- [Passage provided]:

Some implementations may include the optional step of verifying
and/or comparing the results for each of the BHA surrogates in the
Active Evaluation Set, shown at 2224 in FIG. 22. For example, the
current iteration of the batch mode operation may be compared
against the prior iteration to confirm that the results are within
expectations. As another example, the results for a given BHA
surrogate may be evaluated to verify that the calculations and
simulations converged.
FIG. 22 further illustrates that after results are calculated and
optionally verified for a given BHA surrogate in the Active
Evaluation Set, the program checks to determine whether all of the
BHA surrogates in the Active Evaluation Set have been considered,
as illustrated at 2226. If there are BHA surrogates remaining, the
process returns to the calculate results step 2222 to calculate the
results for another BHA surrogate. When the BHA surrogates of the
Active Evaluation Set have all been considered, the batch operation
process determines whether satisfactory results have been obtained,
at 2228 in FIG. 22.

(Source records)

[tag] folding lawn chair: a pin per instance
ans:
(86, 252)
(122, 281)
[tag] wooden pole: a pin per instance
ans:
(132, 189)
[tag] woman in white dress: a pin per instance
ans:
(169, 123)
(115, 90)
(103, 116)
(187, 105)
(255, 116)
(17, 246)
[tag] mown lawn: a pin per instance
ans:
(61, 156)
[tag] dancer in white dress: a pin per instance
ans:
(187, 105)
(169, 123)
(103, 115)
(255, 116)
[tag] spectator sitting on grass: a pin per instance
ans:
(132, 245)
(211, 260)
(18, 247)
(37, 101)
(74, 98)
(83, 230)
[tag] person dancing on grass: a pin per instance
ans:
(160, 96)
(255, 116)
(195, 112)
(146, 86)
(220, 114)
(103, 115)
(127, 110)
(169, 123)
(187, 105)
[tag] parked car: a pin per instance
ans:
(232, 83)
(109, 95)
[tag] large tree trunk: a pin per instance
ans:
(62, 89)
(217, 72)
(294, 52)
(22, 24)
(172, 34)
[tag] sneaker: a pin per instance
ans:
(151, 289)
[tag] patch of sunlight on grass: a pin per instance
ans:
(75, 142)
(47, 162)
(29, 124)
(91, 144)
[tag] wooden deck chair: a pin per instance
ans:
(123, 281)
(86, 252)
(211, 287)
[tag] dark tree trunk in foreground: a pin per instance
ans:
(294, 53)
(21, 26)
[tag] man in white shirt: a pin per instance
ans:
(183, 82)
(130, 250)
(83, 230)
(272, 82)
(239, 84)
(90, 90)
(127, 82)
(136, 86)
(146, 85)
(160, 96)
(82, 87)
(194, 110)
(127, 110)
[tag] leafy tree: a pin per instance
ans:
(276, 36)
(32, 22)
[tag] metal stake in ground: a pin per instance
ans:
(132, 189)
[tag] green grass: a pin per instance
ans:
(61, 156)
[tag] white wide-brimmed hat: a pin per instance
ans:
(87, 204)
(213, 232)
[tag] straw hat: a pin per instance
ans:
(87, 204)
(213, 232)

- [Work to do]:
1. Answer these questions using the passage on evaluating BHA surrogates:
(a) Which reference number in FIG. 22 marks the optional step of verifying or comparing results?
(b) Which step does the process go back to if BHA surrogates remain to be considered?
(c) After all BHA surrogates in the Active Evaluation Set have been considered, what does the batch operation process determine?
2. Continue the passage on evaluating BHA surrogates, starting after its last sentence.
The records have no connection to the passage on evaluating BHA surrogates.

- [Answer list]:
1.
(a) 2224
(b) The calculate results step 2222
(c) Whether satisfactory results have been obtained (at 2228 in FIG. 22)

2.
The graphical and/or numerical results from the calculations for
the various BHA surrogates may be evaluated by a user to determine
whether one or more of the results are satisfactory. Additionally
or alternatively, the system may be adapted to evaluate the results
from the batch mode operation. For example, the results may be
evaluated to determine whether at least one of the BHA surrogates
in the Active Evaluation Set indicates satisfactory vibration
performance. In the event that the results are deemed
unsatisfactory, a subset of the BHA surrogates may be re-run
through the batch operation process to further evaluate the BHA
surrogate with or without additional variations in the BHA
configuration and/or the operating conditions. Additionally or
alternatively, additional BHA configurations may be identified for
use as the base BHA surrogate, such as indicated at 2230 in FIG.
22, and the process repeated. When satisfactory results are
obtained from the batch mode operation, the process ends at
2232.
As suggested by the foregoing description of the batch mode
operation, the present systems and methods can be set up to
evaluate multiple BHA surrogates with minimal user interaction.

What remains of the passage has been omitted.